Your instructions
When you reach a picture, skip it, and retype every line below exactly.

The records

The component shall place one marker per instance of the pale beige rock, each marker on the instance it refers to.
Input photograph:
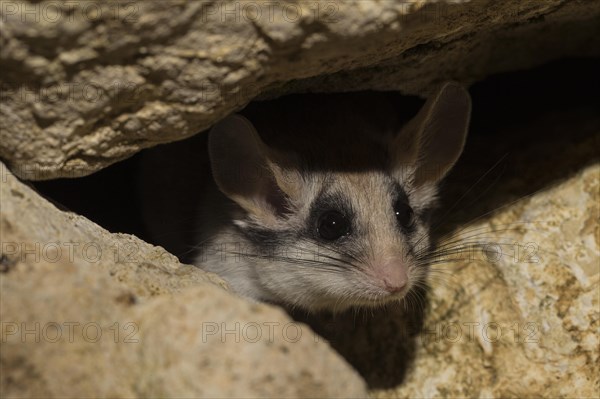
(521, 323)
(123, 318)
(87, 84)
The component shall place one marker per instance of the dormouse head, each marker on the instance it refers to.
(332, 238)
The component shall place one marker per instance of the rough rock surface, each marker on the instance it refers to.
(501, 322)
(86, 84)
(86, 313)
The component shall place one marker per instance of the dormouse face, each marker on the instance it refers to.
(337, 238)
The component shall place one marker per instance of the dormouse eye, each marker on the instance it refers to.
(404, 214)
(333, 225)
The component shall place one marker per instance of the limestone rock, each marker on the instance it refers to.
(89, 313)
(86, 84)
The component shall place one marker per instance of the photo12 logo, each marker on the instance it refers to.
(69, 11)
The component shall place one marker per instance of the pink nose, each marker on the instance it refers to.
(392, 274)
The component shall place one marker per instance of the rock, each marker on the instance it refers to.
(89, 313)
(88, 84)
(515, 310)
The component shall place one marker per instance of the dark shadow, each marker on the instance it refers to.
(530, 130)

Answer space
The component shall place one marker per instance of the pale beige rock, each marker on the instance it refers to.
Input photograph:
(521, 323)
(123, 318)
(87, 84)
The component shall place one marker per instance of the dormouse head, each marker on the instance it refers to.
(332, 238)
The component shall place one marker per instance of the rough rock surface, each marker on the instance it refers to.
(501, 322)
(86, 84)
(86, 313)
The component shall place one marker per instance of the dormouse face, each marker on the instance it refers to.
(337, 238)
The component shall place one marker per instance of the dormouse eye, each marker on the instance it refers to.
(404, 214)
(333, 225)
The component shall place one marker per instance of the limestone rock, each marker on the instance it refers to.
(89, 313)
(86, 84)
The component shall place one marker per instance of the photo12 logo, each marker on the instance it refers to.
(69, 11)
The component shall place one marker per instance of the pink nose, each marker on the instance it refers to.
(392, 274)
The component shall place one marker per instance of the rock, each marker on the instance it refers to.
(89, 313)
(88, 84)
(515, 310)
The component shall place one marker per instance of the dark shadow, each marker on the instance it refers to.
(530, 130)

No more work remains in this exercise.